> [Exercise task]: Exclude any images and output the remaining records exactly.
<<<<
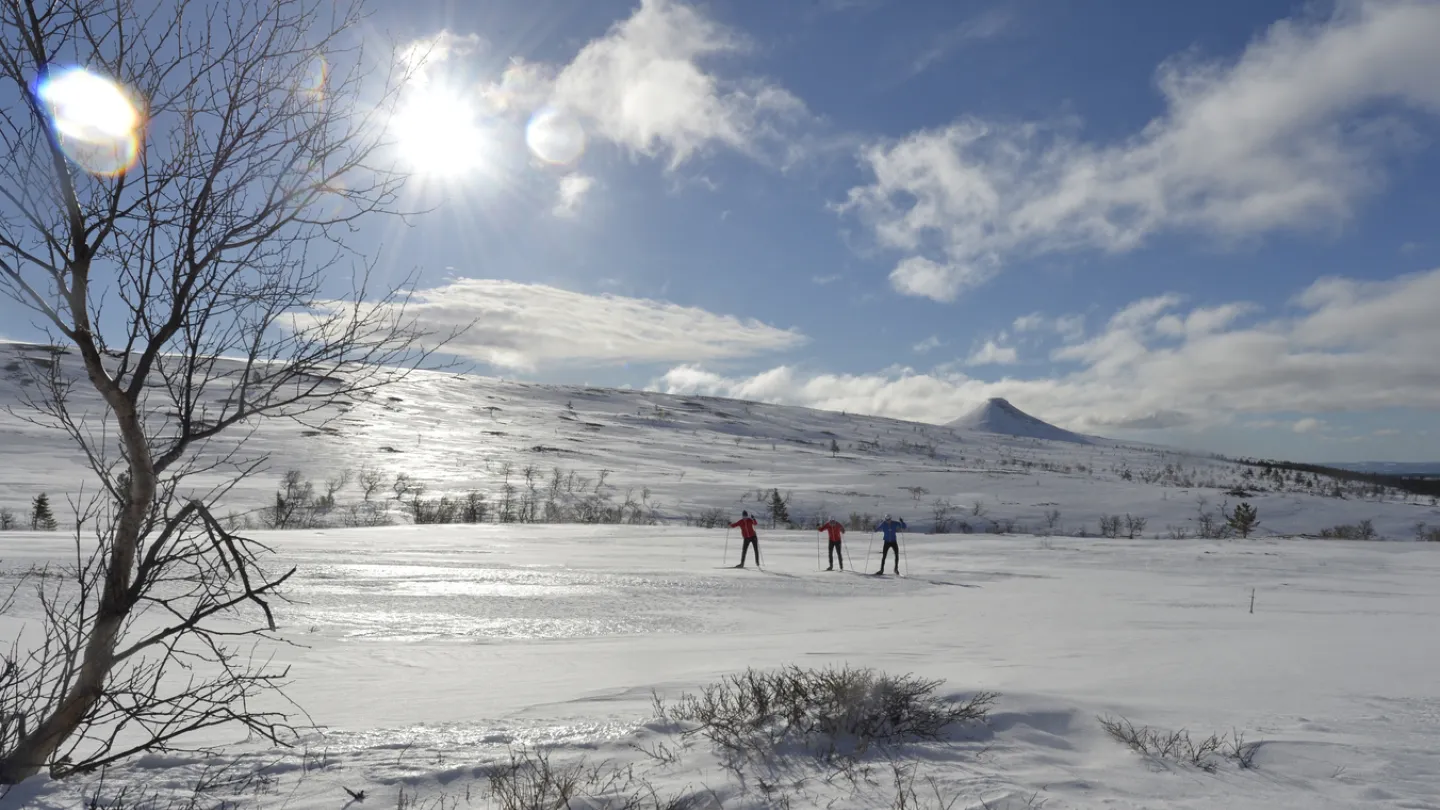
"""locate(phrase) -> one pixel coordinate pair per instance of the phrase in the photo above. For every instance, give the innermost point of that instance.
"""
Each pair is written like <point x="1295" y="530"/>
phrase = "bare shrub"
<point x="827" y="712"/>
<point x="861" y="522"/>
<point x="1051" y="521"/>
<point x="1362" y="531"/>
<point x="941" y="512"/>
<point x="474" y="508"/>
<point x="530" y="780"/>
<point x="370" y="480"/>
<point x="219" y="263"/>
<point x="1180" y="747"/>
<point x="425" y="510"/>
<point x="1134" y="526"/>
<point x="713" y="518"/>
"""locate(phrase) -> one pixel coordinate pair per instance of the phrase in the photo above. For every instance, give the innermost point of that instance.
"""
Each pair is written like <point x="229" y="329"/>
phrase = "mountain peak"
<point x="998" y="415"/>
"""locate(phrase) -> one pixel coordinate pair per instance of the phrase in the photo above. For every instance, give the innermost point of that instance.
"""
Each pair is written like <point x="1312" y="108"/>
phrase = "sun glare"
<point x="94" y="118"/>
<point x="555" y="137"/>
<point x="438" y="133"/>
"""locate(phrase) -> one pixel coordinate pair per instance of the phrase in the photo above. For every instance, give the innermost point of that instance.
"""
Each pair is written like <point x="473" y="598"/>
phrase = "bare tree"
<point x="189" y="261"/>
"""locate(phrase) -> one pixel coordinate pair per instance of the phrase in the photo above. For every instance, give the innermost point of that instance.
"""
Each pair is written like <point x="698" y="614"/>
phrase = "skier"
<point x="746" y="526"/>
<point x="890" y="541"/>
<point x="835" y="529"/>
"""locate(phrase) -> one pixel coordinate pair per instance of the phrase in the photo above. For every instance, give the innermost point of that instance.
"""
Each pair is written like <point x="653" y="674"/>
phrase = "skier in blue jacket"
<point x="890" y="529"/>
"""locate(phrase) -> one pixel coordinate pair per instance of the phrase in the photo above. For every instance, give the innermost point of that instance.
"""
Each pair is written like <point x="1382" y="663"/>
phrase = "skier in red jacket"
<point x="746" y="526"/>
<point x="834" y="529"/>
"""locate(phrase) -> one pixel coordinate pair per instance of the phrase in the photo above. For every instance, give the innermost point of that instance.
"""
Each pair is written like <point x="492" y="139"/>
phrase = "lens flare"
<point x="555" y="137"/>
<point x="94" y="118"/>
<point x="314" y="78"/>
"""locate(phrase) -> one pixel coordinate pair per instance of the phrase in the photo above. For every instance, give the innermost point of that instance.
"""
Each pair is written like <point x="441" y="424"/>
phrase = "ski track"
>>>>
> [Task solution]:
"""locate(phrase) -> one pixel coordinate pair per instance of the phrase in the photo above. For every instance, give the innermost point of that instance.
"""
Each pair is written like <point x="1295" y="530"/>
phrase = "bare shrub"
<point x="827" y="712"/>
<point x="861" y="522"/>
<point x="1051" y="521"/>
<point x="1362" y="531"/>
<point x="941" y="512"/>
<point x="474" y="508"/>
<point x="530" y="780"/>
<point x="370" y="480"/>
<point x="219" y="263"/>
<point x="1180" y="747"/>
<point x="425" y="510"/>
<point x="1134" y="526"/>
<point x="713" y="518"/>
"""locate(phrase) -> one pixel coordinate pair per instance of the phrase in the photo above. For every instance, give the innermost point of that instance.
"""
Each pair is written like <point x="229" y="329"/>
phrase = "mountain peak"
<point x="998" y="415"/>
"""locate(phrase) -> one pixel coordinate pair per instance of the phrase in the photo above. For every instance, give the innermost point of that instance.
"""
Each pair is written like <point x="1312" y="108"/>
phrase = "sun glare"
<point x="94" y="118"/>
<point x="555" y="137"/>
<point x="438" y="133"/>
"""locate(phrase) -> one pixel coordinate pair per instance of the phrase in the photo above. For every instance, give the innermost point of that instance.
"""
Each pair is written like <point x="473" y="598"/>
phrase = "bare tree"
<point x="189" y="261"/>
"""locate(phrase) -> one pixel coordinate pair per instance of the phrase in the photo above. For every instance, give the innermost point of that instance.
"""
Each pair is written like <point x="698" y="614"/>
phrase = "skier"
<point x="746" y="526"/>
<point x="890" y="541"/>
<point x="835" y="529"/>
"""locate(phrase) -> one pixel coordinate pair per instance of the phrase in the photo above. For every instance, give the innermost point of that instance.
"""
Each pair is written like <point x="653" y="674"/>
phrase = "skier in blue jacket"
<point x="890" y="529"/>
"""locate(phrase) -> one pixel coordinate pair per instance of the phrase in the photo above. For every instance, give the innermost point of that instance.
"""
Each pair is written like <point x="1382" y="663"/>
phrase = "skier in red jacket"
<point x="746" y="526"/>
<point x="834" y="529"/>
"""locate(phrase) -> one pixel coordinate pair per instance of the phrase in the photo above. For every instance, give the innermost point of that instance.
"""
Each pair is written like <point x="492" y="139"/>
phrase = "lens flare"
<point x="555" y="137"/>
<point x="94" y="118"/>
<point x="314" y="78"/>
"""locate(phrase) -> one pixel coordinate pair per instance of the phrase in the photo above. For every instance, give the innermost point of that instance.
"""
Each pair is written like <point x="441" y="424"/>
phrase = "ski track"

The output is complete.